**Document passage:**
-=-=-=-=-

Columns

ON MENTAL ILLNESS: Being Poisoned with Refined Sugar - and More…

Jack Bragen
Friday January 08, 2021 - 03:23:00 PM

I have said this before and now I am saying it again: The mental health treatment system infantilizes mental health consumers. This is only part of the problem. The second part is that our lives aren't considered worth anything. When a mental health consumer dies prematurely, because of [effects on the internal organs of] psychiatric medication, poor diet, smoking, lack of exercise, and not having medical issues addressed, no big deal is made of it. Our deaths are barely worthy of note. 

Then, who and what are we considered to be? If our passing doesn't seem worth of a decent service, does that mean our existences are regarded on the same level as a pet mouse or goldfish? 

It appears that mental health consumers are not taken seriously. Additionally, we are rarely taken at our word. If we voice the ambition of, for example, going into technical training, the assertion is immediately, seamlessly dismissed. Of course, (so counselors think) we aren't up to the task of a career in a technical field. Then, our talk is regarded as no more than nonsensical babble. What if we could pull it off? Then we are perceived as being a freak. We are defined by "the mental health consumer who can repair microwave ovens." And we are still regarded as "cute" and not worthy of being taken seriously. Then, our deaths are about as important as the demise of a stuffed animal.

-=-=-=-=-

**Record excerpts:**
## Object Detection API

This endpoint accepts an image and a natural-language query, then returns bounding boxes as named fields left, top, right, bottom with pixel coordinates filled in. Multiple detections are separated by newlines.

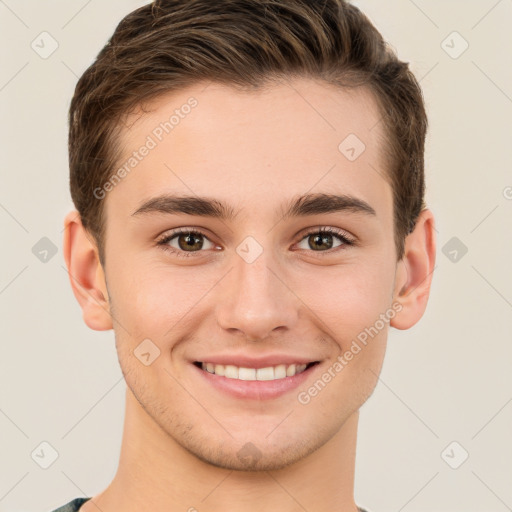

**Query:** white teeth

left=238, top=368, right=256, bottom=380
left=256, top=366, right=275, bottom=380
left=201, top=363, right=307, bottom=380
left=274, top=364, right=286, bottom=379
left=224, top=364, right=238, bottom=379
left=286, top=364, right=297, bottom=377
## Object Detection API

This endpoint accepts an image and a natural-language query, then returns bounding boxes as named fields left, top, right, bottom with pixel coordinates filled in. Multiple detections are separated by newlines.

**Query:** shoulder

left=47, top=498, right=91, bottom=512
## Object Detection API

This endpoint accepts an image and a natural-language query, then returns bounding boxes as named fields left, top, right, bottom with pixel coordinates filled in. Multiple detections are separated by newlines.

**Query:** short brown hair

left=68, top=0, right=427, bottom=263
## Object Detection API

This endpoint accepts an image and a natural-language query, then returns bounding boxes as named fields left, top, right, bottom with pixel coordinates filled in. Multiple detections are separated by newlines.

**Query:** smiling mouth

left=194, top=361, right=320, bottom=381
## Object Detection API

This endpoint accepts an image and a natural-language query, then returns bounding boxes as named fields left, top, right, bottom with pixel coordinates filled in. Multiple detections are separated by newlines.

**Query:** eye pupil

left=310, top=233, right=332, bottom=249
left=178, top=233, right=203, bottom=250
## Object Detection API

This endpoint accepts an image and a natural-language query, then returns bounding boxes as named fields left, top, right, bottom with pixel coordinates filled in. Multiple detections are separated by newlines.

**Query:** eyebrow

left=132, top=193, right=377, bottom=221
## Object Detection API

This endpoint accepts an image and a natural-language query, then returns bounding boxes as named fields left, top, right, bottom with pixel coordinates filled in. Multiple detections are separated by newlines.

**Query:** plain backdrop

left=0, top=0, right=512, bottom=512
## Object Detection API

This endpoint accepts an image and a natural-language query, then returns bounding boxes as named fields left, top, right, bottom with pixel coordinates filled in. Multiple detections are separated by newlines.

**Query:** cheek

left=296, top=260, right=394, bottom=351
left=111, top=262, right=218, bottom=345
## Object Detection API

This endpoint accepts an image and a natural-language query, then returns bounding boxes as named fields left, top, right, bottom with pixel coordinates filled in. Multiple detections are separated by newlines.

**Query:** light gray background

left=0, top=0, right=512, bottom=512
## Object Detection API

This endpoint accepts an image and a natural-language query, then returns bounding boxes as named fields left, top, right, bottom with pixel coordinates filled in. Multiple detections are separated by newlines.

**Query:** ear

left=63, top=210, right=113, bottom=331
left=390, top=209, right=436, bottom=329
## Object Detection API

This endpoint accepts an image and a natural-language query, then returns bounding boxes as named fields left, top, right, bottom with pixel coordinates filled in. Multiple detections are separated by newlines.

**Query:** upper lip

left=194, top=354, right=319, bottom=368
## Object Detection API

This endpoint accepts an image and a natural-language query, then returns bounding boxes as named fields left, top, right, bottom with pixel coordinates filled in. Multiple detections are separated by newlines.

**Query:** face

left=103, top=79, right=397, bottom=469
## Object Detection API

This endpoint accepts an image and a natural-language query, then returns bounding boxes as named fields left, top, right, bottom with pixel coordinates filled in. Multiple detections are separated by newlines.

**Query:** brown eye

left=158, top=229, right=214, bottom=257
left=299, top=228, right=354, bottom=252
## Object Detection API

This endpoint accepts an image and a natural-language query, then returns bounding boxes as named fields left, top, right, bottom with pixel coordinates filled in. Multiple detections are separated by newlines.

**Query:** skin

left=64, top=79, right=436, bottom=512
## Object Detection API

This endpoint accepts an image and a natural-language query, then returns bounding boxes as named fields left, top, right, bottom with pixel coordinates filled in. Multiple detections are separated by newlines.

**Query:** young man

left=58, top=0, right=435, bottom=512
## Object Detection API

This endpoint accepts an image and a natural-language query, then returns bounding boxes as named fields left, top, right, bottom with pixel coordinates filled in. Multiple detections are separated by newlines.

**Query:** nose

left=217, top=247, right=300, bottom=341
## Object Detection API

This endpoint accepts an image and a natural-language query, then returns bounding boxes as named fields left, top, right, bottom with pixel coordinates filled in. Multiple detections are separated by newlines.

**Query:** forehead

left=107, top=79, right=391, bottom=223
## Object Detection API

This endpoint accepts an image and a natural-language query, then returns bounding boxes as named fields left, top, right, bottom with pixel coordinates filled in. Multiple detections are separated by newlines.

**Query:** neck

left=86, top=389, right=359, bottom=512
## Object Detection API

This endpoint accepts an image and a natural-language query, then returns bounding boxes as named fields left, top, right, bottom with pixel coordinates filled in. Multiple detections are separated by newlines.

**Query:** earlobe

-=-=-=-=-

**Instructions:**
[1] Answer these questions about the column on mental illness:
(a) Who wrote the column?
(b) Which two animals does the writer compare to the way mental health consumers' existences are regarded?
(c) What ambition does the writer give as an example of one that counselors dismiss?
[2] Carry the column on mental illness forward from its last paragraph.

**Answers to each task:**
[1]
(a) Jack Bragen
(b) A pet mouse and a goldfish
(c) Going into technical training

[2]
Refined sugar is poison. It is put into nearly all processed food, and it shows up in many places we would never expect. It causes diabetes, obesity, metabolic syndrome and, resultantly, premature death. Consumption of it needs to be strictly limited. Workers in the mental health treatment system use it as a reward and as a pacifier. No thought is given to the health effects. 

I briefly worked at a homeless shelter as a counselor in the 1980's. I was instructed to dispense fruit punch. I was told that it triggers serotonin production in the brain, calms down clients, and thus, makes them easier to manage. The use of refined sugar, a poison, by caregivers in the mental health treatment system, is intentional, and therefore it resembles the behavior of tobacco companies. 

Refined sugar is addictive. And, because tobacco has been all but made illegal or has at least become taxed to the point where smokers are spending enough to fund the highway construction projects, it is likely they will turn to sugar as an alternate addiction. I believe refined sugar is equally deadly as tobacco smoke. 

There appears to be a conspiracy. (If I believed a "conspiracy" was about me, it could easily be thought a psychotic delusion. However, this is the sort of thing tobacco companies dream up, and that happens in the real world in big business.) Mental health consumers are fed poor diets, and cigarette smoking is condoned, so that we don't live too long. 

There is a problem with consumers having longer lives. When people are older, the more expensive medical issues come about to help us keep going. If the system can keep us dying young, the net effect is a reduction in spending by hospitals. This is simple math. A shorter-lived person needs medical assistance for a shorter period. And a younger, more abrupt death circumvents fancy things like coronary bypass, cancer treatment, and other procedures that come about because of longevity.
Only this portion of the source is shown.